Short exercise: Copy out each of the lines below with no changes.
Start of Stored rows
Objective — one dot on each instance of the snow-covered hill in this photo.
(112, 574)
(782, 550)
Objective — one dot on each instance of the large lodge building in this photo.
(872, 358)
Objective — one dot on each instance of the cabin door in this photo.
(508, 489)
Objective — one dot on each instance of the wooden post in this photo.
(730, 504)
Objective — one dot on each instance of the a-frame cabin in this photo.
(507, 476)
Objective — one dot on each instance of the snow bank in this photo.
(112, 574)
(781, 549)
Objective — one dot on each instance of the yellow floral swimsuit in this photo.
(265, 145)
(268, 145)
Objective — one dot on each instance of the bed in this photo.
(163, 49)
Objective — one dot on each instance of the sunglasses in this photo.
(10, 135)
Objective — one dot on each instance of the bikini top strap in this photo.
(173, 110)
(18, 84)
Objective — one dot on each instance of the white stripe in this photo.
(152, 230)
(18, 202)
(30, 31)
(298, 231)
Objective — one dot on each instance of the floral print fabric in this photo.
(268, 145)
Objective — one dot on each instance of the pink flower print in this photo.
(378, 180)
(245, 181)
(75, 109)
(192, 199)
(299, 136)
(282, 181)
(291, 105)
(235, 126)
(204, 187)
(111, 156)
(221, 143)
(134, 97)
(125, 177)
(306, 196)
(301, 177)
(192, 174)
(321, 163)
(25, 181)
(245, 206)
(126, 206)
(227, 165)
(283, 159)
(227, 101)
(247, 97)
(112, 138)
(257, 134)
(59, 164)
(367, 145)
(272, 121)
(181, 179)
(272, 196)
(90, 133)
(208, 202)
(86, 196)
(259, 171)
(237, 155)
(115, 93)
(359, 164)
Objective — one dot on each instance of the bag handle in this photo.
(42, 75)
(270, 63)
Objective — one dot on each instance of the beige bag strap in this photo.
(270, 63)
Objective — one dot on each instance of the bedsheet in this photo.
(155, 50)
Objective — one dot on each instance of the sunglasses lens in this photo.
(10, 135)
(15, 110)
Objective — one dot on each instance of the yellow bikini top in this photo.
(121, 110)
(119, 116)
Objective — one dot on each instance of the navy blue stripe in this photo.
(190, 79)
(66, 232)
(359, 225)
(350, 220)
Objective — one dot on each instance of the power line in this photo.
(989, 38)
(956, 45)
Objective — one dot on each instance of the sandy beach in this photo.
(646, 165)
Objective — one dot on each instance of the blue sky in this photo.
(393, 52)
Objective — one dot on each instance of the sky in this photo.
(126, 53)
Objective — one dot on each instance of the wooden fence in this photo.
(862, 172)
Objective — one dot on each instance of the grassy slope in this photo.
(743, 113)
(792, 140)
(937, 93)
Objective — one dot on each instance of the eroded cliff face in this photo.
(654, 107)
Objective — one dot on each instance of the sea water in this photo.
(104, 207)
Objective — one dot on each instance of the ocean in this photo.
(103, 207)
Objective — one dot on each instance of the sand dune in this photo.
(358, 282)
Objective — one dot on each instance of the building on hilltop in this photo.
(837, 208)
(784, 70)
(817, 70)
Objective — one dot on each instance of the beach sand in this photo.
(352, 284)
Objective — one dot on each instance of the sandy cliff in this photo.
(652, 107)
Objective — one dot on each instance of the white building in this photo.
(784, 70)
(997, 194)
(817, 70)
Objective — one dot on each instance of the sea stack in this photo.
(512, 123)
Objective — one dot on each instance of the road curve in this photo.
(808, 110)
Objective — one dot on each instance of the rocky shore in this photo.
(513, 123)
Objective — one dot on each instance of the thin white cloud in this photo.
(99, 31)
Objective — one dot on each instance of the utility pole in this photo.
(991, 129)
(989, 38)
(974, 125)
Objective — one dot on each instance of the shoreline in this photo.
End of Stored rows
Task result:
Objective — one dot on each instance of the snow-covered hill in this photo.
(112, 574)
(782, 550)
Objective — one dot on each instance of the large lodge building in this photo.
(872, 358)
Objective — one dot on each instance of the cabin door in this photo.
(508, 489)
Objective — one dot on each instance of the wooden post in this photo.
(730, 504)
Objective — one dot on each instance of the a-frame cabin in this photo.
(507, 476)
Objective — one dot on each instance of the snow bank in this photo.
(112, 574)
(781, 549)
Objective — one dot on each instance of the yellow floral swimsuit in this photo.
(265, 145)
(268, 145)
Objective — one dot on each instance of the bed in this photo.
(163, 49)
Objective — one dot on each instance of the sunglasses in this photo.
(10, 135)
Objective — one dot on each instance of the bikini top strap in this photo.
(173, 110)
(18, 84)
Objective — one dot on each instance of the white stripe in this photo.
(152, 230)
(18, 202)
(30, 31)
(298, 231)
Objective — one dot on each instance of the floral print fabric in this photo.
(268, 145)
Objective — one dot on each instance of the pink flower print in this photo.
(378, 180)
(245, 181)
(75, 109)
(192, 199)
(299, 136)
(282, 181)
(291, 105)
(235, 126)
(204, 187)
(111, 156)
(221, 143)
(134, 97)
(125, 177)
(306, 196)
(301, 177)
(192, 174)
(321, 163)
(25, 181)
(245, 206)
(126, 206)
(227, 165)
(283, 159)
(227, 101)
(247, 97)
(112, 138)
(257, 134)
(59, 164)
(367, 145)
(272, 121)
(181, 179)
(272, 196)
(90, 133)
(208, 202)
(86, 196)
(259, 171)
(237, 155)
(115, 93)
(359, 164)
Objective — one dot on each instance of the bag handle in this photo.
(42, 75)
(270, 63)
Objective — one dot on each instance of the beige bag strap in this photo.
(270, 63)
Objective — one dot on each instance of the bedsheet in this photo.
(155, 50)
Objective — one dot on each instance of the sunglasses lens in this photo.
(10, 135)
(15, 110)
Objective — one dot on each instance of the yellow bikini top in this photo.
(121, 110)
(119, 116)
Objective — one dot on each instance of the navy blue stripe in this photo.
(190, 79)
(66, 232)
(359, 225)
(350, 220)
Objective — one dot on each instance of the power line in this photo.
(989, 38)
(956, 45)
Objective — one dot on each instance of the sandy beach in this photo.
(646, 165)
Objective — one dot on each instance of the blue sky in this photo.
(393, 52)
Objective — one dot on each instance of the sky in this photo.
(126, 53)
Objective — one dot on each instance of the wooden fence in this photo.
(862, 172)
Objective — one dot on each instance of the grassy slope in this photo.
(743, 113)
(792, 140)
(937, 93)
Objective — one dot on each instance of the eroded cliff face in this photo.
(654, 107)
Objective — one dot on each instance of the sea water in this photo.
(104, 207)
Objective — one dot on each instance of the ocean in this photo.
(103, 207)
Objective — one dot on each instance of the sand dune in this photo.
(358, 282)
Objective — one dot on each instance of the building on hilltop in this photo.
(837, 208)
(784, 70)
(817, 70)
Objective — one dot on each instance of the beach sand in this photo.
(352, 284)
Objective — one dot on each instance of the sandy cliff in this photo.
(652, 107)
Objective — one dot on each instance of the white building in this photo.
(784, 70)
(997, 194)
(817, 70)
Objective — one dot on each instance of the sea stack in this photo.
(512, 123)
Objective — one dot on each instance of the road curve in this photo.
(808, 110)
Objective — one dot on each instance of the rocky shore in this photo.
(513, 123)
Objective — one dot on each instance of the thin white cloud in this photo.
(99, 31)
Objective — one dot on each instance of the utility pole in this photo.
(991, 129)
(989, 38)
(974, 125)
Objective — one dot on each instance of the shoreline in this photo.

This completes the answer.